● **REQUIREMENT**
What is needed is a word-for-word restatement of all the entries.

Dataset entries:

^^^^

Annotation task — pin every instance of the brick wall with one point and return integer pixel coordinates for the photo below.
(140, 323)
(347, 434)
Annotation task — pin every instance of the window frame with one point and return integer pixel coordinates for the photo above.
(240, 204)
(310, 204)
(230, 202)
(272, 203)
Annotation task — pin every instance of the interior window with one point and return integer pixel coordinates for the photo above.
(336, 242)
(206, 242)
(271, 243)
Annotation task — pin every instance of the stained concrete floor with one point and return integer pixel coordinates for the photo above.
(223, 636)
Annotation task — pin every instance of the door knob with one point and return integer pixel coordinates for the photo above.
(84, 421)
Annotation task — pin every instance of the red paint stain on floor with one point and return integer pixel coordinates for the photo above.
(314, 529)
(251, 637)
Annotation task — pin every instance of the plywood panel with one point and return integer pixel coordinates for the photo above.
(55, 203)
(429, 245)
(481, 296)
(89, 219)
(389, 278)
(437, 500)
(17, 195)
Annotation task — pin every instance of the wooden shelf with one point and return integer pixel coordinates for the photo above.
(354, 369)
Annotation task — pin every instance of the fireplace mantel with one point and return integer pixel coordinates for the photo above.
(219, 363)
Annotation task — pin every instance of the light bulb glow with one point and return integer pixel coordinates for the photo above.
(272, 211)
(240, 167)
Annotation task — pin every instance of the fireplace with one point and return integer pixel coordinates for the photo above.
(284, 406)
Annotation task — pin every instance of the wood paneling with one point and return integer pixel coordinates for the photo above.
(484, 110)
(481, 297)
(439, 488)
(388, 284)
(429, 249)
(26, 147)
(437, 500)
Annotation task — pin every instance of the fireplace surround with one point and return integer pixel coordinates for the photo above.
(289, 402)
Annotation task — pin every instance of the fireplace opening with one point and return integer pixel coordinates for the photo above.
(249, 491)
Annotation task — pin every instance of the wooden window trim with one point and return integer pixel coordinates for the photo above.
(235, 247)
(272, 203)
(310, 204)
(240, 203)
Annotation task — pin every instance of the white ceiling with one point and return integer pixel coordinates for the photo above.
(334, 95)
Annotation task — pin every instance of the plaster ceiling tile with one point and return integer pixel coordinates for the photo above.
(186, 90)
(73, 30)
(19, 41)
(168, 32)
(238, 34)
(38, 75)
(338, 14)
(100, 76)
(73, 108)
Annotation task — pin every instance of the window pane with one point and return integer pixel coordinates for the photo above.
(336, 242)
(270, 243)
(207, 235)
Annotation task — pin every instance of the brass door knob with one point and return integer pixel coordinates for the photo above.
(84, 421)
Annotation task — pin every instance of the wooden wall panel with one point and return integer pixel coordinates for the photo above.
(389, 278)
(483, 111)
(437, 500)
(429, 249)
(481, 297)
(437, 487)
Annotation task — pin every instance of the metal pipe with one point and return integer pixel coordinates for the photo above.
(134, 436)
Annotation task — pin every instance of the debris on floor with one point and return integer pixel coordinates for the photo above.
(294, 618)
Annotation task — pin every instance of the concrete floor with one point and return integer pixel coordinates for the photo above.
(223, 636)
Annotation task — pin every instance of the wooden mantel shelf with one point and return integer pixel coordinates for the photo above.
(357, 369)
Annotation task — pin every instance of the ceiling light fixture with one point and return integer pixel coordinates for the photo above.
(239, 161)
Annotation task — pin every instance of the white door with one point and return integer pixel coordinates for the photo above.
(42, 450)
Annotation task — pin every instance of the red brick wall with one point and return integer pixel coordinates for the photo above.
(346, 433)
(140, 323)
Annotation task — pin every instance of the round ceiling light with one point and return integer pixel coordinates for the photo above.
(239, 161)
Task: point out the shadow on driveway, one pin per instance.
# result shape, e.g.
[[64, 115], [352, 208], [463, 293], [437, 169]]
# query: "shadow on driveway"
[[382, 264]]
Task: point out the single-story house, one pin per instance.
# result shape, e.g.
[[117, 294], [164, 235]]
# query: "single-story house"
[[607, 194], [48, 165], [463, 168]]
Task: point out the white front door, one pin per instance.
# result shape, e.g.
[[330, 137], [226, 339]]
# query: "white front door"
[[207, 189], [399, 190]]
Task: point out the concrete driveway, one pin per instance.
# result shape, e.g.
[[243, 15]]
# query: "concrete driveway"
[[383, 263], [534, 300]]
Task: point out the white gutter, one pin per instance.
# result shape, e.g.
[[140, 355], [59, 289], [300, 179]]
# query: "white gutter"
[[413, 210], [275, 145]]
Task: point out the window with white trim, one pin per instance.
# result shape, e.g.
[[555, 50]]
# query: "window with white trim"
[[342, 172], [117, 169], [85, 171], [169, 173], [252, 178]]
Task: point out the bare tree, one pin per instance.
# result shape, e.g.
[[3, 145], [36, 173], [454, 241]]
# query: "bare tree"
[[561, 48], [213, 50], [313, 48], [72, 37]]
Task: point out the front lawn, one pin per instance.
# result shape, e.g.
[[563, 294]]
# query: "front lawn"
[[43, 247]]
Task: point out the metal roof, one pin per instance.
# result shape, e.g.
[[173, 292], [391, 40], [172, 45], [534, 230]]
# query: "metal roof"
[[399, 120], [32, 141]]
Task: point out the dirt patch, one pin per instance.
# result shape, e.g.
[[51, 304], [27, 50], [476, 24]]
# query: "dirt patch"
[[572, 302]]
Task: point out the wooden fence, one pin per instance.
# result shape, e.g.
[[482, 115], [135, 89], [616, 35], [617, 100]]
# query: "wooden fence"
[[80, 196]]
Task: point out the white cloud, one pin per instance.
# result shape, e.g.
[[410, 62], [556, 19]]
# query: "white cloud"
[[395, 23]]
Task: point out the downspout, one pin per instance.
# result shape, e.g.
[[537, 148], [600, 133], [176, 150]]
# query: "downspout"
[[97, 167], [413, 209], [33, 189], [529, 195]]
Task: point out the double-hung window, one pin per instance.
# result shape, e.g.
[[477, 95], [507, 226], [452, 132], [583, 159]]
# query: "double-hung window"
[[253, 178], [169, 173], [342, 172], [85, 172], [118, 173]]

^^^^

● **EXERCISE ANSWER**
Annotation task — pin every instance of the brick wall with one point and return integer pixel coordinates for the photo below.
(140, 323)
(347, 434)
Annotation task — pin every instance of the window frame with one point and return integer pixel coordinates for the photo above.
(240, 204)
(310, 204)
(230, 202)
(272, 203)
Annotation task — pin every instance of the interior window with one point and return integer pixel coordinates for the photo above.
(336, 242)
(206, 242)
(271, 243)
Annotation task — pin every instance of the stained concrete floor with one point and return integer pixel coordinates for the photo above.
(223, 636)
Annotation task — pin every instance of the door knob with one point and return integer pixel coordinates for the photo above.
(84, 421)
Annotation task — pin every instance of the red paint stain on floor with one point and return integer pixel coordinates for the photo above.
(314, 529)
(251, 637)
Annotation task — pin every instance of the plywood panel with one point and return integer pixel coordinates for the photo above.
(55, 203)
(429, 245)
(481, 296)
(89, 219)
(389, 278)
(437, 500)
(17, 195)
Annotation task — pin every instance of the wooden shelf with one point and return integer pixel coordinates for the photo above.
(354, 369)
Annotation task — pin every instance of the fireplace mantel with one point and return integer pixel coordinates for the photo above.
(219, 363)
Annotation task — pin every instance of the light bulb glow with one point and return integer pixel coordinates for the photo above.
(272, 211)
(240, 167)
Annotation task — pin every instance of the fireplace with one point and return integer pixel coordinates for the photo above.
(284, 406)
Annotation task — pin every instance of the wood paneling with one point and return integer pixel coordinates for the photo above.
(484, 110)
(481, 297)
(439, 488)
(388, 284)
(429, 249)
(26, 147)
(437, 500)
Annotation task — pin every instance of the fireplace surround with one point and return integer pixel coordinates for the photo above.
(289, 402)
Annotation task — pin every instance of the fireplace opening with one point and return integer pixel coordinates for the photo above.
(249, 491)
Annotation task — pin every instance of the wooden window trim with one point and return integer pixel coordinates for the photo above.
(235, 247)
(272, 203)
(310, 204)
(240, 203)
Annotation task — pin every instance of the white ceiling with one point and return integer pixel coordinates for the photo above.
(334, 95)
Annotation task — pin every instance of the plaster ceiling tile with one point and return integer pixel coordinates for the photo above.
(186, 90)
(73, 30)
(19, 41)
(168, 32)
(238, 34)
(38, 75)
(338, 14)
(100, 76)
(73, 108)
Annotation task — pin every instance of the window pane with one point and return integer pixel coordinates for the photo above.
(336, 242)
(270, 243)
(207, 235)
Annotation task — pin every instance of the brass door knob with one point and return integer pixel coordinates for the photo above.
(84, 421)
Annotation task — pin every instance of the wooden wall panel with one point and return integer pixel coordinates for the photo above.
(389, 278)
(483, 111)
(437, 500)
(429, 249)
(481, 297)
(437, 487)
Annotation task — pin every instance of the metal pipe with one point and return integer pixel coordinates for the photo above.
(134, 436)
Annotation task — pin every instance of the debris on floor with one point and return integer pixel coordinates for the photo above.
(294, 618)
Annotation task — pin every instance of the concrete floor with one point and return integer pixel coordinates for the photo above.
(223, 636)
Annotation task — pin every instance of the wooden mantel shelf with one point and return integer pixel coordinates for the photo above.
(357, 369)
Annotation task — pin every instance of the ceiling light fixture with one point and return integer pixel coordinates for the photo above.
(239, 161)
Annotation task — pin every instance of the white door with one point and return integer pixel coordinates for the photo above.
(42, 450)
Annotation task — pin every instance of the red brick wall with one point and return integer pixel coordinates for the photo above.
(346, 433)
(140, 323)
Annotation task — pin every instance of the round ceiling light with one point and return integer pixel coordinates for the photo above.
(239, 161)
Task: point out the shadow on driveway, one pin per instance.
# result shape, e.g.
[[64, 115], [352, 208], [463, 293], [437, 169]]
# query: "shadow on driveway"
[[382, 264]]
Task: point out the single-story house, one pin per instance.
# result shape, e.g.
[[117, 294], [164, 235]]
# query: "single-story house"
[[607, 194], [48, 165], [463, 168]]
Task: point out the white front door, one pin per instance.
# result shape, e.g.
[[330, 137], [226, 339]]
# query: "white front door"
[[207, 189], [399, 190]]
Task: point out the concrete driveway, one pin per instance.
# result shape, e.g.
[[243, 15]]
# query: "concrete driveway"
[[383, 263], [534, 300]]
Task: point out the white gutter, one pin per instance.
# result shape, e.g.
[[140, 355], [59, 289], [300, 179]]
# query: "white gutter"
[[413, 210], [275, 145]]
Task: point out the window with white trim, one pin per instance.
# result shape, e.g.
[[555, 50]]
# query: "window with white trim"
[[342, 172], [117, 169], [85, 171], [169, 173], [252, 178]]
Task: point out the bare tree, one pin per instance.
# result shape, e.g.
[[3, 145], [36, 173], [454, 241]]
# query: "bare tree"
[[561, 48], [213, 50], [313, 48], [72, 37]]
Task: point out the front lawn, one pin per instance.
# result shape, e.g.
[[563, 294]]
# query: "front lawn"
[[43, 247]]
Task: point out the metal roof, one pin per instance.
# result shape, e.g.
[[173, 292], [391, 40], [172, 45], [534, 230]]
# query: "metal roof"
[[399, 120], [32, 141]]
Task: point out the dirt patch, one pin per instance.
# result shape, e.g.
[[51, 304], [27, 50], [476, 24]]
# query: "dirt patch"
[[572, 302]]
Task: point out the wooden fence, one pin per instance.
# result shape, e.g.
[[482, 115], [135, 89], [616, 35], [617, 100]]
# query: "wooden fence"
[[80, 196]]
Task: point out the white cloud, one pin per instance.
# result shape, e.g.
[[410, 62], [556, 19]]
# query: "white cloud"
[[395, 23]]
Task: point out the downspout, one pin per instance.
# result shape, e.g.
[[537, 148], [600, 133], [176, 150]]
# query: "downspout"
[[97, 167], [413, 209], [33, 189], [529, 195]]
Task: point out the double-hung window, one pin per instance.
# result shape, e.g.
[[477, 95], [507, 226], [452, 132], [583, 159]]
# query: "double-hung window"
[[253, 178], [169, 173], [342, 172], [85, 172], [118, 173]]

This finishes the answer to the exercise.